■ **What is needed**
Rewrite the rows starting at the one containing "Please inspect the picture provided and identify pink" and ending at the one containing "[211,469,219,484]", swapping "pink snow pants" for "pink ski pants" and keeping everything else the same.
+===+
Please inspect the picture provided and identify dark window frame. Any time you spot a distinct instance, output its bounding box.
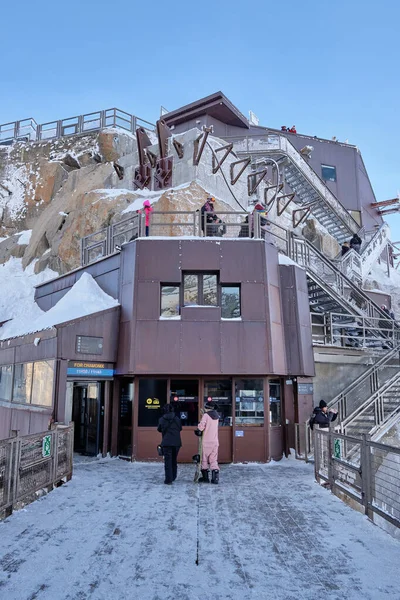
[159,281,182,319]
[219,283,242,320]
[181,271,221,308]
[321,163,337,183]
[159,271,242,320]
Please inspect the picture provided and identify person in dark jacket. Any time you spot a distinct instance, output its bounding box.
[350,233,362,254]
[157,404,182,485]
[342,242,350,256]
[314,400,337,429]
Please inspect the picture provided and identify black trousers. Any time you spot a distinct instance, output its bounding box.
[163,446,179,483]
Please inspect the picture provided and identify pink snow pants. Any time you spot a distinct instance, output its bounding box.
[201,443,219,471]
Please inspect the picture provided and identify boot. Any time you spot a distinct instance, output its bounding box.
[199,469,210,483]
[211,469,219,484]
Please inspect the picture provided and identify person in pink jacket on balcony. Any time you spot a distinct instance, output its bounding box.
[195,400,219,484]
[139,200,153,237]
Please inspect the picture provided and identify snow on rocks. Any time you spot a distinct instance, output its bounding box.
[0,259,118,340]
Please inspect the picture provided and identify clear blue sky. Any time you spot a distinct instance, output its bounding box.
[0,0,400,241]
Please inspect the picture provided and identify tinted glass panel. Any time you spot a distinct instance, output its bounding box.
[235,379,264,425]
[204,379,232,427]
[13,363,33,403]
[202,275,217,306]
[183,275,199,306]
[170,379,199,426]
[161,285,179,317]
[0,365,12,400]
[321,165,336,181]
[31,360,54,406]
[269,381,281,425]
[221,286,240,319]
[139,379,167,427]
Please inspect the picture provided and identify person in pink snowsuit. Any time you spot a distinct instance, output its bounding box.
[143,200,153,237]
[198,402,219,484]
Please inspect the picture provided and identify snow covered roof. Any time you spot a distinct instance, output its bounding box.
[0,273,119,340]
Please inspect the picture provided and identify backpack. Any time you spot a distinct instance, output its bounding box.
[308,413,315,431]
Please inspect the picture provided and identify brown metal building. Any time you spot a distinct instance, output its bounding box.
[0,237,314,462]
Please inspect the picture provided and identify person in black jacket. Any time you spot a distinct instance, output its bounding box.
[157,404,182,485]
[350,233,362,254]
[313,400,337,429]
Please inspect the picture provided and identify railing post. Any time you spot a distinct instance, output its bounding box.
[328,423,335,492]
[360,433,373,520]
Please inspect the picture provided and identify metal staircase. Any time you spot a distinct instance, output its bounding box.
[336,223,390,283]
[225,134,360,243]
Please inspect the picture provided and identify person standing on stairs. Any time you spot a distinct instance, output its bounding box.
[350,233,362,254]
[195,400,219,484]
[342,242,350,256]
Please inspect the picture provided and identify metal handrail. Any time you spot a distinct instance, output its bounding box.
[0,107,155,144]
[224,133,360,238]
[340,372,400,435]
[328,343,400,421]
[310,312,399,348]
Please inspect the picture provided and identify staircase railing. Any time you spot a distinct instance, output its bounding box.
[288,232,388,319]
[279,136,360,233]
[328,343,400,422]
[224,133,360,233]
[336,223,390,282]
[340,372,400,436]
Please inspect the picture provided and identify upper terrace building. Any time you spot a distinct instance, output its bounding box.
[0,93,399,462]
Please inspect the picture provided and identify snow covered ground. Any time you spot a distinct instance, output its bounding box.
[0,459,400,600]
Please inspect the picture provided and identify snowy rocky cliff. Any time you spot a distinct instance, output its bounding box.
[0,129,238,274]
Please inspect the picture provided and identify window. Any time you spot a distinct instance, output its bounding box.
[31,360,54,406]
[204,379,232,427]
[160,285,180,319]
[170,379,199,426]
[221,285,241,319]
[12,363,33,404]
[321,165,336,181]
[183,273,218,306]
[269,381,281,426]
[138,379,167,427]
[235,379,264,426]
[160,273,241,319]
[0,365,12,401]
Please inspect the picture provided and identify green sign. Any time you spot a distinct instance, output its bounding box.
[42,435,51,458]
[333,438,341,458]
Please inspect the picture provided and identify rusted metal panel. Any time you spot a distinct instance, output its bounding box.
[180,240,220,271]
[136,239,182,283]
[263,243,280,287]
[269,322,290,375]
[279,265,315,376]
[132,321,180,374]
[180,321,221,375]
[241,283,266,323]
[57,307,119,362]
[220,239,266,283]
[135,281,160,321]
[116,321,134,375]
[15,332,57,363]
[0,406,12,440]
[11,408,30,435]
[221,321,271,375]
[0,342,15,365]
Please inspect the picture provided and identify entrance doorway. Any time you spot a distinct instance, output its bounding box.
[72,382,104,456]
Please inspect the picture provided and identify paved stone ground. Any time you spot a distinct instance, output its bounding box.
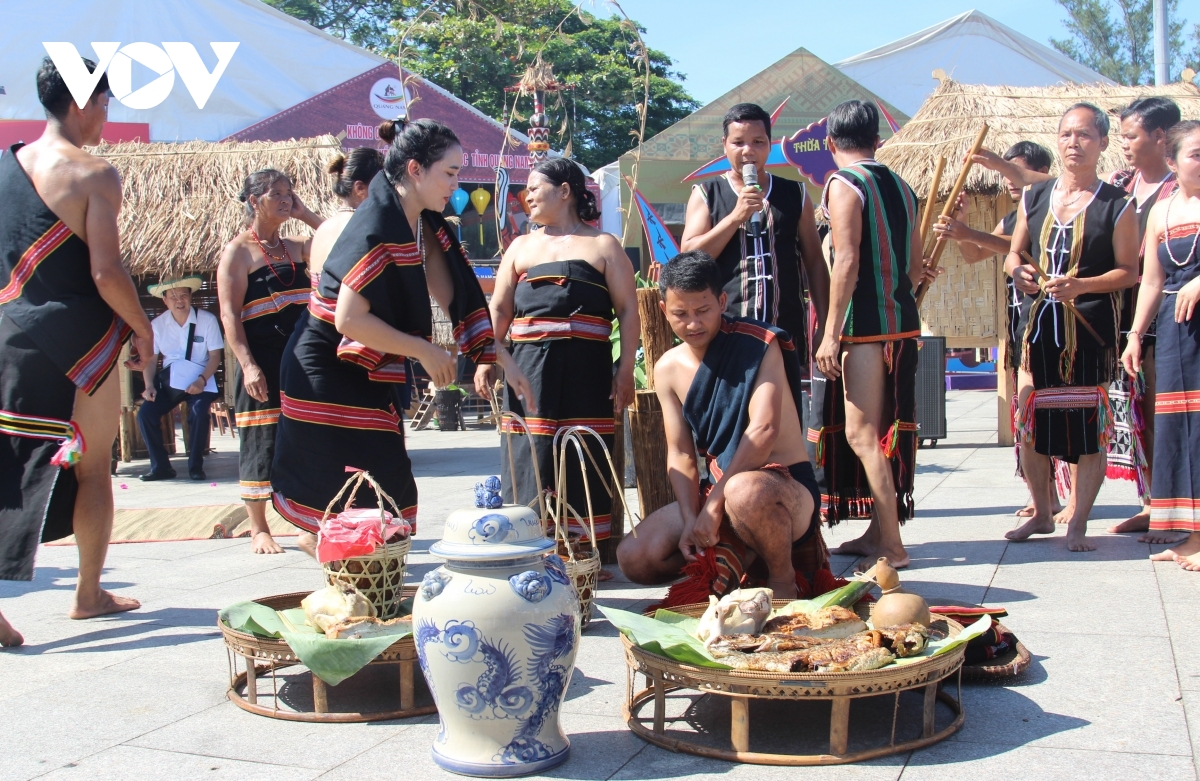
+===+
■ **The answer**
Please inspect the picture provided and identify pink ski pants. Any time you spot a distinct instance, output its bounding box.
[201,443,219,471]
Please inspect the picture provided and identify boot. Any time you spot a distinct instance, output its bounding box.
[199,469,210,483]
[211,469,219,484]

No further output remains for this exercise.